-- Page --
— start —
Friday Post: Restorative Make-Up For The Morning After…

I haven’t drunk nearly enough this week for the following information to be truly useful so am relying on you to go out tonight and get utterly in your cups, just so’s you can give it a fair go tomorrow morning. And before you mention last Tuesday, I’m talking pink-eyed, pale-faced, dead-and-dug-up-again hungover, which unhappily for the purposes of this post I was not quite. Must try harder.

Anyway, I know it’ll work because make-up artist Lee Pycroft told me so and she really is the bees knees of beauty. Do I say that about every make-up artist? Probably. But you can tell from the following pearls that she knows what she’s talking about.

‘The key to morning-after make-up is to be as artful as possible,’ says Lee. ‘Dehydrated skin can’t carry off as much as you’d usually apply, which means having to achieve much more with a lot less. Really it’s about getting your formulations spot on, knowing where to put them and when to stop.’ So…

Lancôme Teint Miracle

Foundation: choose luminising formulations, says Lee – these rely less on pigment and more on reflective particles to brighten and disguise, so the textures are lighter and the shades less mask-like. ‘Focus on your nose and cheeks – getting this area sorted will give the impression your whole face is smooth and uniform. And press your foundation on with your fingers so that the warmth helps it adhere to your skin – that way you won’t need to apply as much to get good coverage.’

Lee loves Lancôme Teint Miracle (£25). For something even lighter try Laura Mercier Illuminating Tinted Moisturiser (£32). For something less dewy but still glowy try By Terry Plumping Fluid Foundation (£58). And if none of those do it for you, write to Clinique and ask them why-oh-why did they discontinue Gentle Light Makeup?

Concealer: rather than loading up the delicate (and currently unreceptive) skin right underneath the eye aim for the corners instead, says Lee. ‘Shadows are usually darkest at the inner and outer corners so take a fine brush and get a highly-pigmented concealer right in there. If you still need help afterwards try something light-reflective (but not too shimmery) over the top – the two textures work really well together.’

Apply Mac Pro Longwear Concealer (£12.50) or Estée Lauder Double Wear Stay-in-Place Concealer (£18) with something like the Daniel Sandler Concealer Brush (£12) and add Clinique Airbrush (£15) over the top if needed.

Benefit Girl Meets Pearl

Highlighter: this will put back lost lustre and restore dimension to a face that probably looks a little flat right now. As well as the regular zones (cheekbones, under the arches of your brows and on the bridge of your nose) try a dot in the middle of each eyelid, says Lee.  ‘It’s a clever trick – glossy eyelids make your whole face look fresher.’ Backtracking a little bit it’s also a good idea to stick a bit of foundation on your eyelids when you do your base, says Lee, as they can look red and puffy when you’re short on sleep/long on booze.

Lancôme Éclat Miracle (£19.50) and MAC Strobe Liquid (£21) both have a blue-pink two-tone that looks especially fresh in the cold light of winter. If your skintone needs something warmer try the golden-pink of Benefit Girl Meets Pearl (£24.50) – I’d probably use the first two during the day, and the latter at night.
— end —
-- Dataset --
— start —
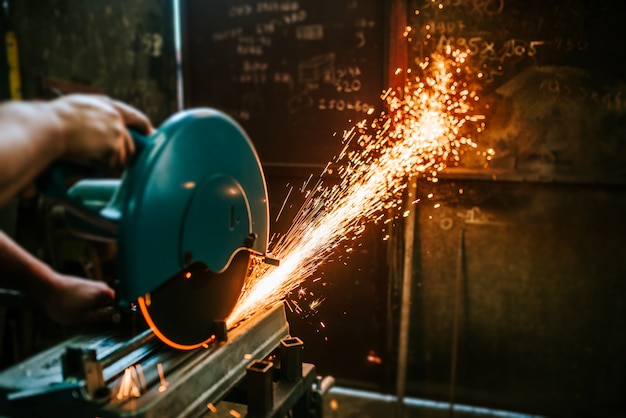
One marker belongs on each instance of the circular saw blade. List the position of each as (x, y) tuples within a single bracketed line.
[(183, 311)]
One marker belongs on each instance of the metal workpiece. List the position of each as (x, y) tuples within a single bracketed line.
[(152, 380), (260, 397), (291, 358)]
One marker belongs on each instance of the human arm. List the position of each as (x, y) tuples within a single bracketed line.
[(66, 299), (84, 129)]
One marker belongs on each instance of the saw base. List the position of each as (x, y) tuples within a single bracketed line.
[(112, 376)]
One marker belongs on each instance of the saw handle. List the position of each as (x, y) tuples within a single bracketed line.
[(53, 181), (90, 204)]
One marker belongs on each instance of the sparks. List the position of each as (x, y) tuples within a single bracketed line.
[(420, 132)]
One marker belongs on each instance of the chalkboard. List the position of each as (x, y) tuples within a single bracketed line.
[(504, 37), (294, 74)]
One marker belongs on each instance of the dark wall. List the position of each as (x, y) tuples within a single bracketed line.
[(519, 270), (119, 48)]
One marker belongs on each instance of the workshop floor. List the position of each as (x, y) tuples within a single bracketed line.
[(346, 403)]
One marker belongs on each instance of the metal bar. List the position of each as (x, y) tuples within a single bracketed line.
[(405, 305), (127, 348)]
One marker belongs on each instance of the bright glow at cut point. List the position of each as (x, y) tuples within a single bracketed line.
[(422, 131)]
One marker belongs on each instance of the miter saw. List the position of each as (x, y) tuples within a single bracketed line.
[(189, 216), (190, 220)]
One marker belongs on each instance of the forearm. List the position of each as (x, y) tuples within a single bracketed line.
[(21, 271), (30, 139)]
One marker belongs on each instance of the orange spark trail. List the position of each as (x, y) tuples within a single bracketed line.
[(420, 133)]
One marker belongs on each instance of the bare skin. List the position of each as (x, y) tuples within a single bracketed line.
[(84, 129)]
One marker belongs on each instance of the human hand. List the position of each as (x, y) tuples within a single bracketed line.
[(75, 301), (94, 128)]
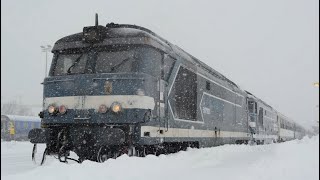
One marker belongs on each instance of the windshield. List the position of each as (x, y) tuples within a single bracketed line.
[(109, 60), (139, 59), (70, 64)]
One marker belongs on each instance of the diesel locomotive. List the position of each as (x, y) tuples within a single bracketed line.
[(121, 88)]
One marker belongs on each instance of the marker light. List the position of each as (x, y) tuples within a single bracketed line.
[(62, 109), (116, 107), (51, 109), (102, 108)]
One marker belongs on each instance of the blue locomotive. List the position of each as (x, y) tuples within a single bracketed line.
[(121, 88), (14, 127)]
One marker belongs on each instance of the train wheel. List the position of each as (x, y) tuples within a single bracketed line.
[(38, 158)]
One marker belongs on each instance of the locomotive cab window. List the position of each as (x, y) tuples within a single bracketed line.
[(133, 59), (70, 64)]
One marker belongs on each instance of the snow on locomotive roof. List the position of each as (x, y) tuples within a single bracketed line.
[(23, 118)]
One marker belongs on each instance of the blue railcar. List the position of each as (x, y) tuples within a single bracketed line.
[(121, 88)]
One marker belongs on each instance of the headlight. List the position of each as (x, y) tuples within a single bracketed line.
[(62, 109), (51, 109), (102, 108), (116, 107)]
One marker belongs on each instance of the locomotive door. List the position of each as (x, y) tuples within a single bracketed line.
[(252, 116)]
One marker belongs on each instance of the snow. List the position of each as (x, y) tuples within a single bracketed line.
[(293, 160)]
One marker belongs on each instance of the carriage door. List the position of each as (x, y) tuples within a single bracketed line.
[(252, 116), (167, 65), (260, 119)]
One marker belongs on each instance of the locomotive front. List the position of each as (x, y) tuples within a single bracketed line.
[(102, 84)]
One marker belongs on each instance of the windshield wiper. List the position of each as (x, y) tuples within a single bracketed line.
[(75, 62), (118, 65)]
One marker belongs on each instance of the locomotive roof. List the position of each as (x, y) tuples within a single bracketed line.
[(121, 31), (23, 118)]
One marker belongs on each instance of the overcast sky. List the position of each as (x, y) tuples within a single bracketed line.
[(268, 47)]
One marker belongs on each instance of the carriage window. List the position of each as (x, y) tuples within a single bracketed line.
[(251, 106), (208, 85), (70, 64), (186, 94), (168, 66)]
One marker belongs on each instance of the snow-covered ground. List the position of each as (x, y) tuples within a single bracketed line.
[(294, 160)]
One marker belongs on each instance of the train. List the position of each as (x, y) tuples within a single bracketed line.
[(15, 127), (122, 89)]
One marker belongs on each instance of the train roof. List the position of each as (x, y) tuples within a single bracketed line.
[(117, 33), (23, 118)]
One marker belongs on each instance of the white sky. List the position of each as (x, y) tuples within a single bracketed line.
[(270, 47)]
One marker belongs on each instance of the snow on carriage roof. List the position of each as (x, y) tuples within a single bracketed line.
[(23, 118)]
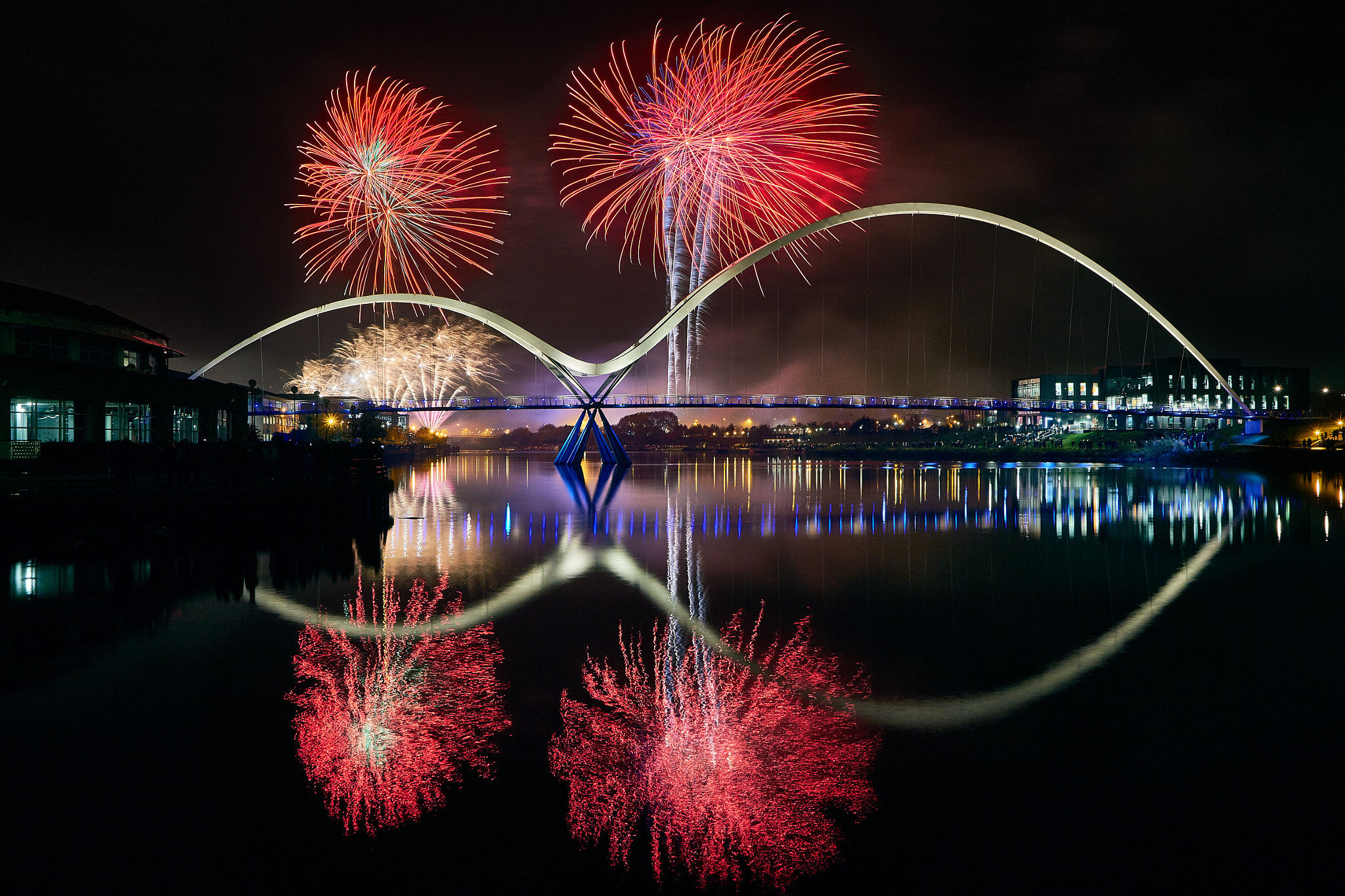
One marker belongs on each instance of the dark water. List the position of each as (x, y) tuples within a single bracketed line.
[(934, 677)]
— end —
— start —
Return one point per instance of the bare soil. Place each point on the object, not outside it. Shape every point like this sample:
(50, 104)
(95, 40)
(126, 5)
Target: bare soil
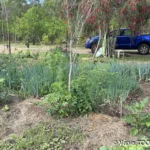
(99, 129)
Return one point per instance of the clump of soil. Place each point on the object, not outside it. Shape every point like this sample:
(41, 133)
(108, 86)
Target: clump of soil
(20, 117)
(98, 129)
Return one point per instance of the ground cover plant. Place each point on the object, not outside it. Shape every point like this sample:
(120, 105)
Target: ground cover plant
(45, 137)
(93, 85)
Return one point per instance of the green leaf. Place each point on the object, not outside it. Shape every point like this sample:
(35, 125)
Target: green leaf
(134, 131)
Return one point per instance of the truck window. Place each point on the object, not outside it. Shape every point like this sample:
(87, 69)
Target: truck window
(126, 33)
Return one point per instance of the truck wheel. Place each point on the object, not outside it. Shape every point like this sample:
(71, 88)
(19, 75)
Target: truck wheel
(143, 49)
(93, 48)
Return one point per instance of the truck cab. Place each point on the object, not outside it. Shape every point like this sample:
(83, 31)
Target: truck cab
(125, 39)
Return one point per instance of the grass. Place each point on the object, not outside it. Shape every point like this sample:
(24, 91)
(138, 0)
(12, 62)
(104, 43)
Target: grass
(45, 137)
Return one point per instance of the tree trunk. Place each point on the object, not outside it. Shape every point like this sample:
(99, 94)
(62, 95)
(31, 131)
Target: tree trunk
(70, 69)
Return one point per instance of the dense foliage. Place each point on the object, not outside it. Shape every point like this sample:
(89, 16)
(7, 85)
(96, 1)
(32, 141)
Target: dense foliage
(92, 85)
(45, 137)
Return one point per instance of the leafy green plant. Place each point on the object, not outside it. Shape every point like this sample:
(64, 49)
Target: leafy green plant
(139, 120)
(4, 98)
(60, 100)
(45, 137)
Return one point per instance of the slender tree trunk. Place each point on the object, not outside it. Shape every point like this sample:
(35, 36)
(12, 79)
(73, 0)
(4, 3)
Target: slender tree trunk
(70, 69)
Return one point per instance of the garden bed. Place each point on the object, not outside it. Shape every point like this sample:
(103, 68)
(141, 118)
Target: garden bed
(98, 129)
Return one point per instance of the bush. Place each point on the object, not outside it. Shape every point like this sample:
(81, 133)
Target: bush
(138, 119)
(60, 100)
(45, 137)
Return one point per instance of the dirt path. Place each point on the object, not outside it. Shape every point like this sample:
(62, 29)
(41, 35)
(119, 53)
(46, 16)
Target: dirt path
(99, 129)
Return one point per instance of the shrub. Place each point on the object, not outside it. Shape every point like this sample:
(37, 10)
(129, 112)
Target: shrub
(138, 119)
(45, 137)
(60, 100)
— end —
— start —
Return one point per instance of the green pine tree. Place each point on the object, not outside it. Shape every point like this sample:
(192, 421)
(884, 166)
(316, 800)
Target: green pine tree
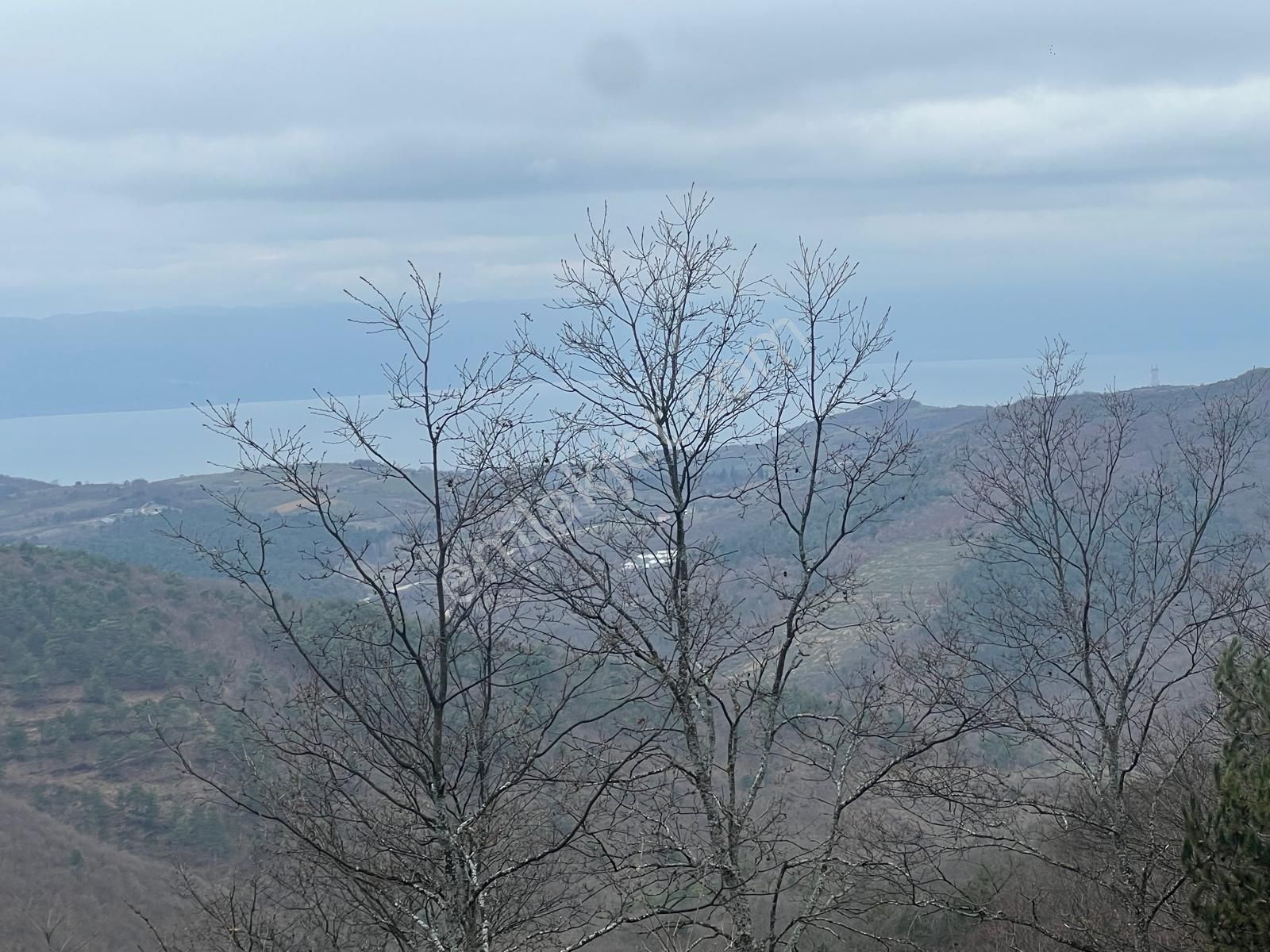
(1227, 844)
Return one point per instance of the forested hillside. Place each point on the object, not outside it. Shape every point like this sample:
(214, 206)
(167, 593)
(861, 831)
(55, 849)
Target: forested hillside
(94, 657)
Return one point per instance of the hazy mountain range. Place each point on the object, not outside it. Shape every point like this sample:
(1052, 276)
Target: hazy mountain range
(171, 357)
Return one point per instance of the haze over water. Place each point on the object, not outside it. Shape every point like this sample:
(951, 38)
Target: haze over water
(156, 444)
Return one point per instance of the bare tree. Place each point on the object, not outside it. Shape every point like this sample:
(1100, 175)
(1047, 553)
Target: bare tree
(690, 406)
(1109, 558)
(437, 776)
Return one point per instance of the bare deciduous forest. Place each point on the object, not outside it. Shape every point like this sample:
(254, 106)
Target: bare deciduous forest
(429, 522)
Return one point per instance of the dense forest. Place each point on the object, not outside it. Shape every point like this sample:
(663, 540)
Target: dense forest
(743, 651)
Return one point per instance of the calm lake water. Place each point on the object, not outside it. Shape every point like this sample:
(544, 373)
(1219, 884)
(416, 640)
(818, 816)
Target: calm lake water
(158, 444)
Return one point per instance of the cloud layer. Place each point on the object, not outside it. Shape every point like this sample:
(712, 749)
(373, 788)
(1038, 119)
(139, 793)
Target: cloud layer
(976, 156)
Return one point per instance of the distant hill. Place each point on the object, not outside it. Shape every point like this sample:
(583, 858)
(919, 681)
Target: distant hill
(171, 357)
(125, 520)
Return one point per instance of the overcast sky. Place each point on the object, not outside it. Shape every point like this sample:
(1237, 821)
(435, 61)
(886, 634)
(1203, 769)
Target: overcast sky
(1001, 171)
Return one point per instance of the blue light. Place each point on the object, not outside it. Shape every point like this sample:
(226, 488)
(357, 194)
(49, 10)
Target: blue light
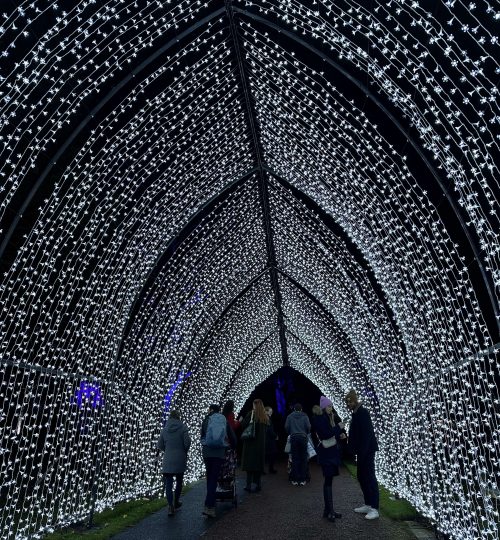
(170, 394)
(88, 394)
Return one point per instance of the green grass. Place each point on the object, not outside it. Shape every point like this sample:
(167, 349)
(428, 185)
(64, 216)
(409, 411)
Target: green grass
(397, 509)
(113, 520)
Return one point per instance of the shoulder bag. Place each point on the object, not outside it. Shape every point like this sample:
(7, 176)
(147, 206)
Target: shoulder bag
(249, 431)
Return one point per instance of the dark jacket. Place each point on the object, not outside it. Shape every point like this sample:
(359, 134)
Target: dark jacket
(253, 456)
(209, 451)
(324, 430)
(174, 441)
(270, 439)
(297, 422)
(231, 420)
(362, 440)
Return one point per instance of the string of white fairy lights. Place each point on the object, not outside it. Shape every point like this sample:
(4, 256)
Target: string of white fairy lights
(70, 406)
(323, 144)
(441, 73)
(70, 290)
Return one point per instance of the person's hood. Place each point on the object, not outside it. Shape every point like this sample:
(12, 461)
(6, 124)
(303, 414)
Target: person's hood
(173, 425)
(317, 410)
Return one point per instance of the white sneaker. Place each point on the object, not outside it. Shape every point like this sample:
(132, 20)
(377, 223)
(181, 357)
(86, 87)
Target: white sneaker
— end —
-- Task requirements --
Reproduce, word for word, the passage of the morning-after make-up post between "Foundation: choose luminising" and "Gentle Light Makeup?", inclusive.

-- Output of the exercise --
Foundation: choose luminising formulations, says Lee – these rely less on pigment and more on reflective particles to brighten and disguise, so the textures are lighter and the shades less mask-like. ‘Focus on your nose and cheeks – getting this area sorted will give the impression your whole face is smooth and uniform. And press your foundation on with your fingers so that the warmth helps it adhere to your skin – that way you won’t need to apply as much to get good coverage.’

Lee loves Lancôme Teint Miracle (£25). For something even lighter try Laura Mercier Illuminating Tinted Moisturiser (£32). For something less dewy but still glowy try By Terry Plumping Fluid Foundation (£58). And if none of those do it for you, write to Clinique and ask them why-oh-why did they discontinue Gentle Light Makeup?